## The problem:
Take the data below and filter it for lines containing the word "instances"; show each line found.

-------- Data section --------

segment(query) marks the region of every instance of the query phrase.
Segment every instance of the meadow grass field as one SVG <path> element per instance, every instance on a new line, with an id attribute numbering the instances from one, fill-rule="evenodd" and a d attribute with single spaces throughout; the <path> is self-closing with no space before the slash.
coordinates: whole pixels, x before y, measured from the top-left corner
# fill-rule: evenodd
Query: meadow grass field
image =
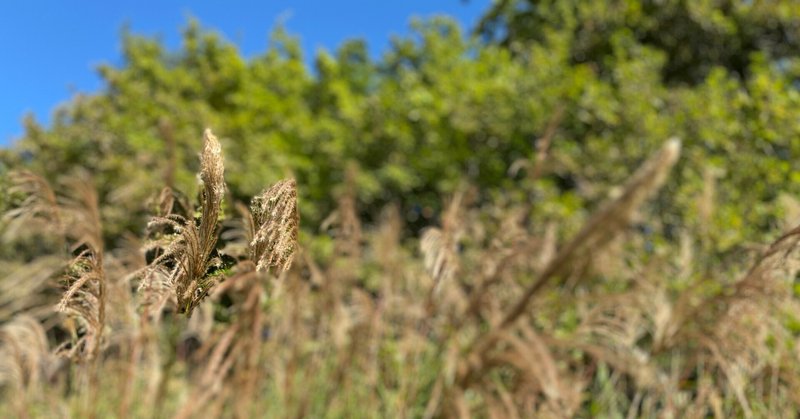
<path id="1" fill-rule="evenodd" d="M 563 239 L 463 190 L 413 249 L 395 208 L 365 228 L 351 190 L 325 266 L 298 241 L 293 179 L 223 214 L 210 130 L 199 202 L 165 188 L 121 248 L 103 245 L 88 178 L 12 173 L 26 198 L 8 231 L 71 260 L 3 279 L 4 415 L 790 417 L 800 229 L 730 273 L 693 275 L 688 240 L 647 255 L 630 225 L 680 150 L 666 142 Z"/>

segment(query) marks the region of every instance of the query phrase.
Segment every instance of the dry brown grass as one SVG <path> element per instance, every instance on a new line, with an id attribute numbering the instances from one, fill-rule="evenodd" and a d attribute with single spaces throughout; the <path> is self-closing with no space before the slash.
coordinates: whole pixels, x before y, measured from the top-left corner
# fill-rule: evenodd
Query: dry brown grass
<path id="1" fill-rule="evenodd" d="M 329 256 L 298 244 L 294 180 L 222 215 L 210 131 L 197 210 L 164 189 L 144 239 L 113 249 L 88 177 L 56 193 L 18 174 L 5 239 L 28 223 L 61 244 L 0 278 L 0 413 L 791 417 L 800 229 L 719 272 L 702 232 L 647 253 L 628 226 L 679 151 L 667 142 L 566 240 L 530 203 L 465 187 L 410 243 L 395 207 L 361 224 L 353 168 Z M 699 199 L 713 217 L 713 193 Z"/>

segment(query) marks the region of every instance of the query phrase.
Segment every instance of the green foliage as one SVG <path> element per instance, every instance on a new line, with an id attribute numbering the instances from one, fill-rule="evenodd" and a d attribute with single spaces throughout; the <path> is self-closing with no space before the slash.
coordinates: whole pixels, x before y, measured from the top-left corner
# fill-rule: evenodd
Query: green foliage
<path id="1" fill-rule="evenodd" d="M 478 32 L 515 48 L 541 42 L 551 31 L 568 34 L 573 62 L 591 63 L 606 74 L 614 38 L 629 34 L 663 51 L 660 73 L 670 83 L 702 83 L 715 67 L 751 75 L 753 53 L 793 59 L 800 50 L 800 8 L 794 0 L 501 0 Z"/>
<path id="2" fill-rule="evenodd" d="M 722 3 L 500 2 L 482 30 L 506 42 L 436 18 L 414 22 L 378 60 L 350 41 L 318 53 L 313 70 L 282 28 L 249 60 L 195 21 L 177 51 L 125 34 L 123 64 L 99 69 L 104 88 L 75 97 L 51 127 L 27 120 L 4 161 L 51 179 L 88 168 L 101 201 L 114 203 L 103 214 L 114 238 L 140 230 L 141 204 L 162 185 L 195 188 L 197 133 L 215 126 L 234 200 L 291 174 L 305 225 L 316 226 L 356 162 L 362 213 L 398 203 L 418 228 L 463 182 L 486 197 L 533 198 L 548 218 L 580 216 L 676 135 L 688 159 L 668 188 L 675 199 L 659 201 L 662 227 L 674 235 L 700 220 L 724 251 L 781 225 L 777 191 L 800 192 L 800 61 L 794 44 L 774 42 L 795 28 L 796 9 Z M 680 41 L 687 33 L 698 38 Z M 550 125 L 533 192 L 525 171 L 509 169 L 535 158 Z M 694 217 L 709 182 L 713 209 Z"/>

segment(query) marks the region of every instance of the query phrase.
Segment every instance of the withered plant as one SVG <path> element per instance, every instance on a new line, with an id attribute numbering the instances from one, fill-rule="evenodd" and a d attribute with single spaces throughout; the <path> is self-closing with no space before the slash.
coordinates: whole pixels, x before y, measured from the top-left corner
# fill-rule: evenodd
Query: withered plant
<path id="1" fill-rule="evenodd" d="M 559 119 L 517 164 L 534 186 Z M 465 184 L 420 232 L 398 205 L 362 222 L 351 165 L 314 237 L 293 179 L 229 213 L 207 130 L 196 207 L 164 188 L 144 236 L 114 246 L 88 176 L 17 173 L 4 240 L 36 226 L 52 241 L 0 277 L 0 414 L 791 417 L 800 230 L 716 270 L 707 232 L 641 233 L 663 229 L 648 199 L 668 199 L 679 155 L 666 142 L 570 223 L 535 193 Z"/>
<path id="2" fill-rule="evenodd" d="M 218 239 L 218 218 L 225 194 L 225 167 L 222 146 L 217 137 L 207 129 L 203 134 L 203 151 L 200 154 L 199 220 L 177 214 L 156 217 L 152 225 L 164 225 L 174 230 L 173 241 L 151 264 L 151 269 L 169 271 L 167 283 L 174 288 L 178 311 L 191 315 L 208 295 L 217 278 L 209 270 L 219 267 L 221 261 L 213 253 Z M 152 228 L 152 226 L 151 226 Z"/>

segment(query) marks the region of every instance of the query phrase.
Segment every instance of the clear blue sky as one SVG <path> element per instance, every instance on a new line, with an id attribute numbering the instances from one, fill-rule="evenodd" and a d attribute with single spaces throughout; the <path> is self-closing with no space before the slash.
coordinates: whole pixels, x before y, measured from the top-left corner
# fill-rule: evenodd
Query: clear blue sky
<path id="1" fill-rule="evenodd" d="M 307 56 L 335 49 L 350 38 L 366 39 L 373 56 L 391 35 L 408 33 L 413 16 L 448 14 L 472 27 L 490 0 L 263 0 L 263 1 L 44 1 L 0 5 L 0 145 L 22 134 L 33 112 L 48 123 L 55 107 L 76 92 L 100 87 L 95 67 L 120 61 L 120 29 L 180 43 L 188 17 L 236 43 L 245 56 L 266 49 L 276 22 L 301 37 Z"/>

--------

## Answer to the exercise:
Segment every instance of the meadow grass field as one SVG <path> element per instance, every instance on a new line, with an id attribute numbering the instances from one, fill-rule="evenodd" and a d attribute with single spaces throughout; the <path> is self-closing with no space before the slash.
Segment every instance of the dry brown grass as one SVG <path> element per instance, every instance on a new line, with an id attribute numbering the instances from one, fill-rule="evenodd" and a d attribute with single spaces throughout; the <path> is self-closing with no space before the slash.
Segment every instance of the green foliage as one SVG <path> element per instance, every instance on a new line, with an id attribute numbering the instances from one, fill-rule="evenodd" and a d attribute with single spaces throughout; the <path> is self-closing with no space before the slash.
Segment every instance of the withered plant as one SVG <path> element per instance, every instance on a new line, with an id attribute numbering the instances from one, fill-rule="evenodd" and a d attribute with single spaces throughout; the <path> is self-closing with no space before the slash.
Segment every instance of the clear blue sky as one SVG <path> element per instance, every instance on a new line, with an id attribute numbering the instances from one, fill-rule="evenodd" and a d attribute with single spaces throughout; the <path> is self-closing with no space before the slash.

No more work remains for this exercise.